[[ SOURCE RECORDS, beginning ]]

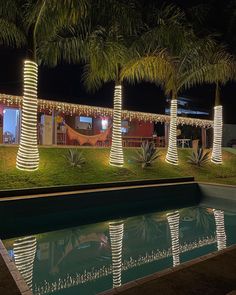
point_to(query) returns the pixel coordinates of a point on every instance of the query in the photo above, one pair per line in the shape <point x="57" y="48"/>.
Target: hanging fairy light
<point x="79" y="109"/>
<point x="220" y="229"/>
<point x="173" y="221"/>
<point x="172" y="154"/>
<point x="116" y="231"/>
<point x="24" y="254"/>
<point x="28" y="155"/>
<point x="216" y="156"/>
<point x="116" y="154"/>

[[ SOURCE RECORDS, end ]]

Could you repeat the entries word for word, skipping the pictures they contain?

point_to(query) returns the pixel coordinates of a point on every instance of the query in the photo above, one pair per line in the shape <point x="57" y="48"/>.
Target: hanging fairy light
<point x="79" y="109"/>
<point x="220" y="229"/>
<point x="173" y="221"/>
<point x="172" y="154"/>
<point x="116" y="231"/>
<point x="24" y="254"/>
<point x="28" y="155"/>
<point x="216" y="156"/>
<point x="116" y="154"/>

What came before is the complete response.